■ EXERCISE DIRECTIONS ■
Reproduce the entire listing word for word.

■ PROVIDED ENTRIES ■
● ● ● ● ● ● ●

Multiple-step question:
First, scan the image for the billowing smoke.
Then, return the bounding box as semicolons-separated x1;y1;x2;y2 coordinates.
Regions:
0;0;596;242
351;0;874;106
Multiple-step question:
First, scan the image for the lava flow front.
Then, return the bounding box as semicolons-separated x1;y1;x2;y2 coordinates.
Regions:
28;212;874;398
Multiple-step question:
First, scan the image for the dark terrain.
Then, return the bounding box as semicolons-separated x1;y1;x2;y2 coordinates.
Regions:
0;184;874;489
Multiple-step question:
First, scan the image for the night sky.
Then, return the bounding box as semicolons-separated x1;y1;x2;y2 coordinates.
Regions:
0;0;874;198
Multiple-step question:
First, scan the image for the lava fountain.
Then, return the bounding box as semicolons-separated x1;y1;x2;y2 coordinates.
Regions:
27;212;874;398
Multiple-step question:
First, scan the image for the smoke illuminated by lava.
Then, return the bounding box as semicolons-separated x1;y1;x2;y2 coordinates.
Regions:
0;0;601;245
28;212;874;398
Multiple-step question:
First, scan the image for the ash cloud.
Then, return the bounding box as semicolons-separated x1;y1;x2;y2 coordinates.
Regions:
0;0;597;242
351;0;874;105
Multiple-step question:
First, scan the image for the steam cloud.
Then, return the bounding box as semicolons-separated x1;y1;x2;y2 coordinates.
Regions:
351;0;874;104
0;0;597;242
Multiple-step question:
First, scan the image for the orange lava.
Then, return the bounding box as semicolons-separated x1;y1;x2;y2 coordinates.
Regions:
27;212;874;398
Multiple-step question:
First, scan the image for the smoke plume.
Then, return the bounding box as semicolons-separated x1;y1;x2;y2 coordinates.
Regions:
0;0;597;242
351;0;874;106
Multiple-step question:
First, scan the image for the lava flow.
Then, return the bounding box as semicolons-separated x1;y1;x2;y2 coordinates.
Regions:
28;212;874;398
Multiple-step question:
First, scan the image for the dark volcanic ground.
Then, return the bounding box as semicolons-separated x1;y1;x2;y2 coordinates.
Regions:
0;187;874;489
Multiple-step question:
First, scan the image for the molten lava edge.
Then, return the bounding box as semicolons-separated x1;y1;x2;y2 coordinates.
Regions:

● ● ● ● ● ● ●

■ THE SOLUTION ■
Multiple-step question:
First, scan the image for the billowing smoke.
Then, return the bounding box as semicolons-separated x1;y1;x2;y2 coordinates.
Regions:
0;0;596;242
351;0;874;106
Multiple-step question:
First, scan the image for the lava flow front.
Then, return the bounding box as semicolons-separated x1;y1;x2;y2 coordinates.
Regions:
28;212;874;398
Multiple-step question:
First, scan the image for the dark terrain.
Then, return the bounding box as semicolons-separated x1;y1;x2;y2 coordinates.
Regions:
0;184;874;489
Multiple-step question:
First, scan the image for the night sky.
Then, return the bounding box as semicolons-separated x1;y1;x2;y2 coordinates.
Regions:
0;0;874;198
Multiple-step question:
First, scan the image for the lava fountain.
Then, return the bounding box as semicolons-separated x1;y1;x2;y2 coordinates.
Regions:
27;212;874;398
Multiple-step question:
First, scan the image for the smoke illuminated by lava.
Then, return the bounding box as semicolons-separated x1;y1;x2;y2 coordinates.
Regions:
0;0;601;245
28;212;874;398
Multiple-step question:
First, scan the image for the ash cloud.
Then, return the bounding box as semicolons-separated x1;y1;x2;y2 coordinates.
Regions:
0;0;597;242
351;0;874;105
Multiple-step question:
First, scan the image for the steam cloud.
Then, return the bounding box as semicolons-separated x1;y1;x2;y2 coordinates.
Regions:
351;0;874;104
0;0;597;242
Multiple-step question:
First, scan the image for the orange lava.
Then, return the bounding box as semicolons-separated x1;y1;x2;y2 coordinates.
Regions:
27;212;874;398
Multiple-step question:
First, scan the image for the smoke plume.
Then, return the bounding box as semicolons-separated x1;y1;x2;y2 coordinates.
Regions:
0;0;597;242
351;0;874;106
Multiple-step question:
First, scan the image for the lava flow.
Then, return the bounding box as semicolons-separated x1;y1;x2;y2 coordinates.
Regions:
28;212;874;398
Multiple-step question:
First, scan the image for the dark volcanic ground.
Then, return the bounding box as semicolons-separated x1;y1;x2;y2 coordinates.
Regions:
0;187;874;489
Multiple-step question:
First, scan the image for the molten lava edge.
Then, return the bounding box as semicolons-separated x1;y1;x2;y2 coordinates.
Regions:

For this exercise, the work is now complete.